- _Things to do_:
a – Please answer these questions about the passage on the building industry and Brexit, one answer per line:
(i) How long do new recruits take to be trained to the necessary quality?
(ii) Which nationalities are named in the reports of people abused in public?
(iii) Which two arrangements are the Government adamant the country must leave?
b – Write the next part of the passage on the building industry and Brexit, picking up after its final sentence.

- _Quoted text_:
The industry faces a demographic time bomb. Its workforce is ageing, with retirements greatly exceeding new recruits, who take some three years to be trained to the necessary quality. To meet government plans—building 1 million or more houses in a few years—the industry must expand by some 35%. Well, in the third quarter of last year it contracted by 0.5% and is still contracting. It has become heavily dependent on 200,000 EU immigrant workers, not only for the actual building of houses and factories, but for the pre-manufactured modules, use of which the Farmer review recommends. Some 92% of the workforce building the modular homes that Pocket specialises in are EU immigrants.

But now we face the prospect of Brexit. Many EU workers are going home, not only because of uncertainty about their longer-term future rights of residence, but because they no longer feel welcome. There are numerous reports of Poles, Lithuanians, Romanians, Bulgarians and their families who are being abused in public and told to go home if they speak in their own language. We are no longer a tolerant country.

What Brexit risks is what the industry tells us it needs: common recognition of EU standards and qualifications, common legal systems for contracts, and tariff-free flow of imports from the 27—in fact, frictionless trade with the EU. None of these will survive if we are not in the customs union and single market, yet the Government are adamant that we must leave both.

- _Raw data_:
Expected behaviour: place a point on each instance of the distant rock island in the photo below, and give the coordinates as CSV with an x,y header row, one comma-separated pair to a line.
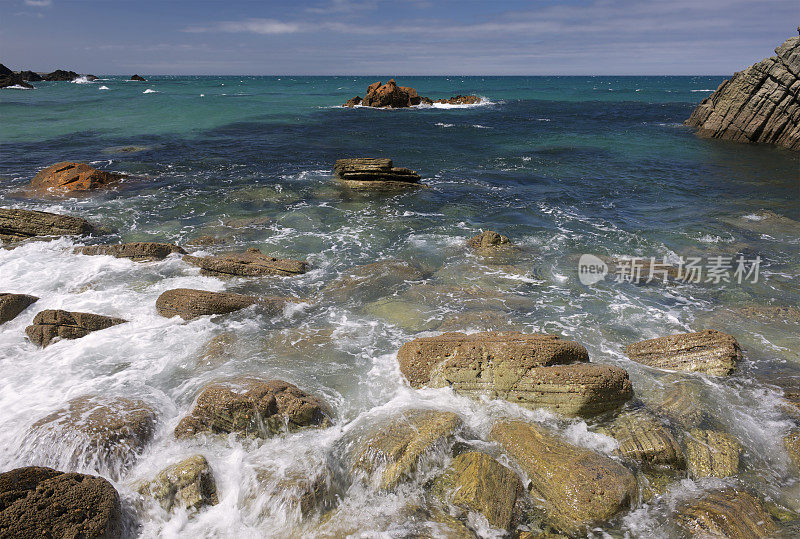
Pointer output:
x,y
759,104
392,96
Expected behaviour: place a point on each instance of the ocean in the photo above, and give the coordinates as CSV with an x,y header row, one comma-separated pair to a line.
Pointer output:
x,y
562,166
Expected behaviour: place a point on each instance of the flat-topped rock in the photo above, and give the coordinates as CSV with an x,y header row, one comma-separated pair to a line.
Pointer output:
x,y
709,351
140,251
43,502
68,177
55,323
253,407
18,225
580,487
361,171
758,104
251,263
13,304
189,303
92,430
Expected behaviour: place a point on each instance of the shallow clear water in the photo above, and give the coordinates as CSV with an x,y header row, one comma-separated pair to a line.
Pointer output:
x,y
561,165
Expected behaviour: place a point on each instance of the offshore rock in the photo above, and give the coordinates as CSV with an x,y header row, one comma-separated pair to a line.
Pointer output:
x,y
477,482
67,177
580,487
42,502
728,512
709,351
251,263
188,484
392,449
18,225
712,454
140,251
189,303
253,407
373,172
97,431
13,304
531,370
54,323
758,104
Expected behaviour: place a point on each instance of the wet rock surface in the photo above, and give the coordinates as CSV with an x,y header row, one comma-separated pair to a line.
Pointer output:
x,y
51,324
251,263
17,225
13,304
253,407
709,351
140,251
189,303
580,487
42,502
758,104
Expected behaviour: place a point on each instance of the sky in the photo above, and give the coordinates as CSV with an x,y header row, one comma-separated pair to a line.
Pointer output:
x,y
395,37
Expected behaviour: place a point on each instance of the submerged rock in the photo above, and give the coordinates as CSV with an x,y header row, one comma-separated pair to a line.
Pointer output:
x,y
758,104
253,407
729,512
709,351
42,502
140,251
189,303
393,448
374,173
188,484
477,482
17,225
67,177
53,323
712,454
97,431
251,263
580,487
13,304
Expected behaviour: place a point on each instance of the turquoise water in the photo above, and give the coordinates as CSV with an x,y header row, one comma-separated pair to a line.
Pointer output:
x,y
561,165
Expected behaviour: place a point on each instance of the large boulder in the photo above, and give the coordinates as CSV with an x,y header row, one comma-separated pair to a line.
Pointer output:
x,y
54,323
98,431
18,225
532,370
477,482
728,512
42,502
388,452
251,263
140,251
580,487
758,104
13,304
188,484
68,177
709,351
189,303
253,407
373,172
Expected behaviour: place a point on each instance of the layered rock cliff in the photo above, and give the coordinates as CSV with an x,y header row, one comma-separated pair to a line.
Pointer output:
x,y
759,104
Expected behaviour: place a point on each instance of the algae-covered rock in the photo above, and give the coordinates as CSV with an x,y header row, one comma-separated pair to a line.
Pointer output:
x,y
709,351
644,439
580,487
712,454
728,512
253,407
188,484
477,482
394,447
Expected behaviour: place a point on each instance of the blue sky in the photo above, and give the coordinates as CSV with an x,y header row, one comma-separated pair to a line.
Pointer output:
x,y
402,37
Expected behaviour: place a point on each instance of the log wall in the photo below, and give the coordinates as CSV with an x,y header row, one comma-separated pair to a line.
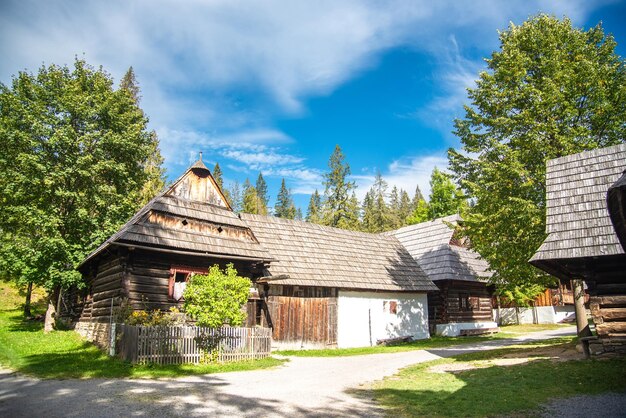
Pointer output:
x,y
106,292
444,306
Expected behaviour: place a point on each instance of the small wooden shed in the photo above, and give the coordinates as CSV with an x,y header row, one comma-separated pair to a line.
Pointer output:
x,y
464,298
582,243
332,287
182,231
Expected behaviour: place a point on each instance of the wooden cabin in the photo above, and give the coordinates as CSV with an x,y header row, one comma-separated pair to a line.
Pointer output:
x,y
463,302
338,288
583,243
146,264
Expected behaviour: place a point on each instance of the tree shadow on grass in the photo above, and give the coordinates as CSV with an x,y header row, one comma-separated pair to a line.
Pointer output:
x,y
194,396
496,390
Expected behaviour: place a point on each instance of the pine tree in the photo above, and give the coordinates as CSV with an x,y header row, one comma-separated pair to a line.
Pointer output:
x,y
367,223
284,207
250,201
351,220
338,189
261,191
234,194
445,197
376,211
219,180
394,220
416,198
420,214
404,211
314,211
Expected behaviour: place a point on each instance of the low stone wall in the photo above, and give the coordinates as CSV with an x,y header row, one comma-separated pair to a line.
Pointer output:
x,y
98,333
607,345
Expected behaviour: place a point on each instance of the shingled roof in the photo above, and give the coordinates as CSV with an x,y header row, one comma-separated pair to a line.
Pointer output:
x,y
315,255
191,216
430,243
577,220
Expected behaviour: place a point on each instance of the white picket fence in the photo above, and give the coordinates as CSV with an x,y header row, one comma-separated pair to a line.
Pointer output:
x,y
187,344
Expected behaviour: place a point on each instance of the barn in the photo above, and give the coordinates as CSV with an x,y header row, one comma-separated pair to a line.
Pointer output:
x,y
582,241
463,302
338,288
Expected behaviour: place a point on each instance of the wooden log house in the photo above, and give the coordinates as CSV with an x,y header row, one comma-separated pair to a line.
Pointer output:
x,y
463,303
583,243
146,264
315,286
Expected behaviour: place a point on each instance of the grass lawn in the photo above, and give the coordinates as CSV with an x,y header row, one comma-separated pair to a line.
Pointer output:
x,y
509,331
64,354
506,381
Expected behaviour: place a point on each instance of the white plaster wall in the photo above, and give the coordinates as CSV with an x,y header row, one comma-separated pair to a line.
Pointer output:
x,y
362,320
453,329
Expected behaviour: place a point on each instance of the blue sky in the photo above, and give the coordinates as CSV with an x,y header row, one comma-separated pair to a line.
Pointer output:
x,y
272,86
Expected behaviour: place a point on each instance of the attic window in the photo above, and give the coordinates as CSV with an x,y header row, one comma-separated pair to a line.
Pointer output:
x,y
179,276
390,306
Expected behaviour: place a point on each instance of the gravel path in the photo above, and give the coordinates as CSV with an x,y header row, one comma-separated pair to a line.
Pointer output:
x,y
308,387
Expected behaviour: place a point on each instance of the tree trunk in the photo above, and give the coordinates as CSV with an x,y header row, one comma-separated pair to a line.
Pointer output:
x,y
51,312
582,324
499,310
29,293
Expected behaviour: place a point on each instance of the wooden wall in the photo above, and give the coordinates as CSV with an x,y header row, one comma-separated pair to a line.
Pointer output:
x,y
105,283
141,278
443,306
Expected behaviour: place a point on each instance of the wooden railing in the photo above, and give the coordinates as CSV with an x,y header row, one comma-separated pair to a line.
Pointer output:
x,y
190,344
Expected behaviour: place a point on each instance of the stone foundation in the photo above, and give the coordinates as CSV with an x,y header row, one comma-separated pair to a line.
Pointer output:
x,y
601,346
98,333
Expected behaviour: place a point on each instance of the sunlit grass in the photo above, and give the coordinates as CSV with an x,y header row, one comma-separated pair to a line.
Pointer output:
x,y
64,354
492,390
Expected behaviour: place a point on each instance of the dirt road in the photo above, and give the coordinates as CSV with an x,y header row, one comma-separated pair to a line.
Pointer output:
x,y
308,387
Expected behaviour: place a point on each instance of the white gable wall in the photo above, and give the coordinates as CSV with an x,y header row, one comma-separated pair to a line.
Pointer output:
x,y
364,317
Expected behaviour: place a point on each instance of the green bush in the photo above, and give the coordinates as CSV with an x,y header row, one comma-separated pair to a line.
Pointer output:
x,y
217,298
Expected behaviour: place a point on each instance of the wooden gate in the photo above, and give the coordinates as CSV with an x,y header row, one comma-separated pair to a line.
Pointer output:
x,y
308,321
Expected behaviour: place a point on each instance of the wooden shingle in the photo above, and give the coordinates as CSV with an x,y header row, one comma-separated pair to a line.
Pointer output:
x,y
429,243
577,220
315,255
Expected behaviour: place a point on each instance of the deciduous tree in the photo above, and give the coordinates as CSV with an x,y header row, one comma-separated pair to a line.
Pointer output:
x,y
216,299
284,207
73,159
550,90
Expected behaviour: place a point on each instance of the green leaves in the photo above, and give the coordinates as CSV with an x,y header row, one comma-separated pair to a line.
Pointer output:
x,y
75,156
217,298
551,90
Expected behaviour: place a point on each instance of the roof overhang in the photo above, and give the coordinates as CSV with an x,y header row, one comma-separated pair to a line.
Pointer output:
x,y
131,245
587,268
616,204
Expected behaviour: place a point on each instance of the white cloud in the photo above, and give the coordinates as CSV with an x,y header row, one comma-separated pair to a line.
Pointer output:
x,y
406,174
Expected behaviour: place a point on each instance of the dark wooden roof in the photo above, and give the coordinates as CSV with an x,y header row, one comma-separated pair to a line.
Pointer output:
x,y
430,244
577,221
315,255
192,216
616,203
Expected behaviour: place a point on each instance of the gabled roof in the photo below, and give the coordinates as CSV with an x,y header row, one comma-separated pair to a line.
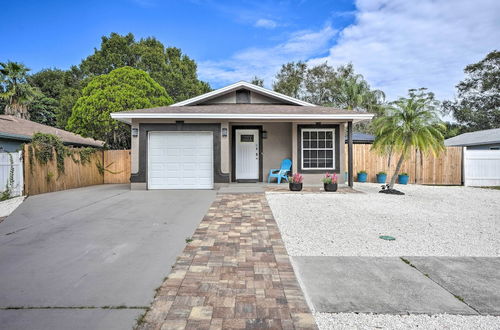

- _Task results_:
a –
(i) Some three years.
(ii) Poles, Lithuanians, Romanians and Bulgarians.
(iii) The customs union and the single market.

b –
The implication of the excellent and very important House of Lords Committee report last December, Brexit: Deal or No Deal, is clear, even if not explicit: the only way to achieve the Government’s housing aims, and to promote prosperity of large sections of our industries, to preserve an open Irish border and, indeed, generally to avoid the impoverishment of the British people, is to reverse what almost everyone outside Britain regards as our extraordinary national act of self-harm—the decision to leave the EU. The people should have the final say now the facts of what Brexit means are becoming clear, to decide, if they wish, not to travel one more miserable inch along that path to national disaster—in fact, to stop Brexit.